Vous dites « ma vie c’était défendre » mais défendre, c’était pour vous aussi d’une certaine façon « accuser la loi », accuser la société ou le système, l’enfance du criminel…
Oui, bien sûr. C’était aussi montrer ce que j’ai dit plus haut : cet énorme déséquilibre entre la loi qui accuse et l’accusé qui veut se défendre, mais toujours dans le cadre de la loi. C’est la quadrature du cercle. Le métier d’avocat est compliqué : c’est pour cela que je revendique la plus extrême liberté car ce n’est pas automatiquement, bêtement le respect de la loi. Ce que font certains magistrats qui se transmuent en machines enregistreuses. Délit n° 1, on tape sur une touche, cela correspond à la peine n° 1. Or, cette attitude, c’est le contraire du rôle d’avocat. Je veux que la justice ait profondément un rôle culturel, c’est-à-dire qu’elle opère la remise en question, qu’elle suscite un changement profond de tout à la fois, et ce, à travers le parcours d’un individu qui est de toute manière un révélateur de notre société. Il s’agit de voir en quoi cette transgression est révélatrice de la société et implique de dysfonctionnements dans la société, y compris dans la loi.
__________________________________________________
#### [Consigne]
D'après le texte fourni, en quoi certains magistrats se transmuent-ils ?

#### [Lignes fournies]
__________________________________________________
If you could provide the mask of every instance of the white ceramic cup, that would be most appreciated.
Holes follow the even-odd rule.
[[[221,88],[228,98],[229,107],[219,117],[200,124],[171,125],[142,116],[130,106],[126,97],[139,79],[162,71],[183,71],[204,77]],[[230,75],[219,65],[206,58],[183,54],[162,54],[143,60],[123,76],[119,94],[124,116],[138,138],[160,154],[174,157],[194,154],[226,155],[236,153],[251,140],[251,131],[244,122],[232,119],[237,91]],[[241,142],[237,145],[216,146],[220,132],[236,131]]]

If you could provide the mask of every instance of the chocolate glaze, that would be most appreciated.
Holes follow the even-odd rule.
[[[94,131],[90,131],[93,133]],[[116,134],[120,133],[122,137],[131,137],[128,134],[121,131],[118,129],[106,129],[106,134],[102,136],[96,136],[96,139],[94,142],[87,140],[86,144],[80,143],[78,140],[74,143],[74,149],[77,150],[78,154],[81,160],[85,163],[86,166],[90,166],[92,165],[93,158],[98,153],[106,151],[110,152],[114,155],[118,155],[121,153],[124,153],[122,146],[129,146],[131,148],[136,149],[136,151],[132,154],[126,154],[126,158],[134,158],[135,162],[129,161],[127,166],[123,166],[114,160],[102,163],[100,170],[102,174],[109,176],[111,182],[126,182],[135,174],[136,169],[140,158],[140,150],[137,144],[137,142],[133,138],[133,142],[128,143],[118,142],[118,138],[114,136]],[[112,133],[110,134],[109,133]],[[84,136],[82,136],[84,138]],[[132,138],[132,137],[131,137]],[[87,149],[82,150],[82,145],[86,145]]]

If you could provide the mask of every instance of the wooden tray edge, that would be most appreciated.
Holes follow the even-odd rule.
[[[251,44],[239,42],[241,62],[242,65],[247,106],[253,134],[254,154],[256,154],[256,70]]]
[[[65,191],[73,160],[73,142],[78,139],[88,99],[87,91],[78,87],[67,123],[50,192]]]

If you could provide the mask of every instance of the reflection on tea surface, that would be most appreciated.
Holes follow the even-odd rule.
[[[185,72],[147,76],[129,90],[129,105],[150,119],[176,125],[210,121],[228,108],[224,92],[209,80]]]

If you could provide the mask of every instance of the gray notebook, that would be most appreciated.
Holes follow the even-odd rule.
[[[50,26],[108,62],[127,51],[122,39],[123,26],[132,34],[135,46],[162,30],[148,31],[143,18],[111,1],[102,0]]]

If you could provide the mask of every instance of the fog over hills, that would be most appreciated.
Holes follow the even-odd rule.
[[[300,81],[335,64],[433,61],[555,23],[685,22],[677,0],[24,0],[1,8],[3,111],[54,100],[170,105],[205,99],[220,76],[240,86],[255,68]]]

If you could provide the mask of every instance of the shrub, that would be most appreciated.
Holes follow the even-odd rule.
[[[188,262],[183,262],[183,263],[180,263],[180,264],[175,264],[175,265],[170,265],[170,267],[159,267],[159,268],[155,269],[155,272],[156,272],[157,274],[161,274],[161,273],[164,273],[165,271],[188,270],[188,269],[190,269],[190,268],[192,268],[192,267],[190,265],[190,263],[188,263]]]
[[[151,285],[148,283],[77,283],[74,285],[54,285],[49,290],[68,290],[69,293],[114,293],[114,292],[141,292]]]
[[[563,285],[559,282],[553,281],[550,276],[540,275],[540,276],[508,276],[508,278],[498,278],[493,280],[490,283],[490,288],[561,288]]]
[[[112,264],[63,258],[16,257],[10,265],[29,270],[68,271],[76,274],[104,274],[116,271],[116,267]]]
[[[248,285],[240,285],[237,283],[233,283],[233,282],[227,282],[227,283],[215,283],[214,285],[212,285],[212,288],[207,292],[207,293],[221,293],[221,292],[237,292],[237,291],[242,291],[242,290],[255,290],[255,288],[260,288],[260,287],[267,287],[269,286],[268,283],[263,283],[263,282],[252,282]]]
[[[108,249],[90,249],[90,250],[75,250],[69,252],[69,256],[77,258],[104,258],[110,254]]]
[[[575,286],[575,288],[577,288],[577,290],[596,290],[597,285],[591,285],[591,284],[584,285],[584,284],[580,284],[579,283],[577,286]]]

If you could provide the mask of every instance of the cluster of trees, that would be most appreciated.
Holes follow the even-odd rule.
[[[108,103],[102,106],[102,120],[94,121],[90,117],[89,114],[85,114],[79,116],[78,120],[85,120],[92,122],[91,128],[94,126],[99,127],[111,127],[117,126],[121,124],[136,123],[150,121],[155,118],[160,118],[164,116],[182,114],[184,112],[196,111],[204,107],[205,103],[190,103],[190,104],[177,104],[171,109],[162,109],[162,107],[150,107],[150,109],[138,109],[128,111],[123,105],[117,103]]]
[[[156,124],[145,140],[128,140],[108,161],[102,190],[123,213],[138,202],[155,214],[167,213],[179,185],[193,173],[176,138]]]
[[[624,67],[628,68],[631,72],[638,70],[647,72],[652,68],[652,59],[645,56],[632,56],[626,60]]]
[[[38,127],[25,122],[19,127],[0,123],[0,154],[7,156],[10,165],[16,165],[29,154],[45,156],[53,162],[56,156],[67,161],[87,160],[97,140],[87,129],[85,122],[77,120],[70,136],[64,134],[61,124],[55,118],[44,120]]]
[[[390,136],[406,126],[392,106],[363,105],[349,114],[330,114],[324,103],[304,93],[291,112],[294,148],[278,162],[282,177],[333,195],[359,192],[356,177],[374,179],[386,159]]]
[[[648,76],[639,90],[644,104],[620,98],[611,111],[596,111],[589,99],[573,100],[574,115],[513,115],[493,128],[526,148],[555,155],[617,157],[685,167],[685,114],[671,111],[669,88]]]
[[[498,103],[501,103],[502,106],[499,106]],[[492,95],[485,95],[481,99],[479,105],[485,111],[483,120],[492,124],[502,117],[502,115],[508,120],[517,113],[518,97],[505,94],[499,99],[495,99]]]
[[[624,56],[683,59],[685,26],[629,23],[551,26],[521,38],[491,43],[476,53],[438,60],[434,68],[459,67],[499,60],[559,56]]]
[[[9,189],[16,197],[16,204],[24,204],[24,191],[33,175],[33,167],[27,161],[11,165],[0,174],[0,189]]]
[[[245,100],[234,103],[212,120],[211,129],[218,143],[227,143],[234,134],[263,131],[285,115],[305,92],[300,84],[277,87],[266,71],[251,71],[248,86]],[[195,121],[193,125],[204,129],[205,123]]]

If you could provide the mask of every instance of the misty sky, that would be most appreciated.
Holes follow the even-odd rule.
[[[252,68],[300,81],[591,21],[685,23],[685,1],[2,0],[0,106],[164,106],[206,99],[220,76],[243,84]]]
__________________________________________________
#### [Réponse attendue]
En machines enregistreuses.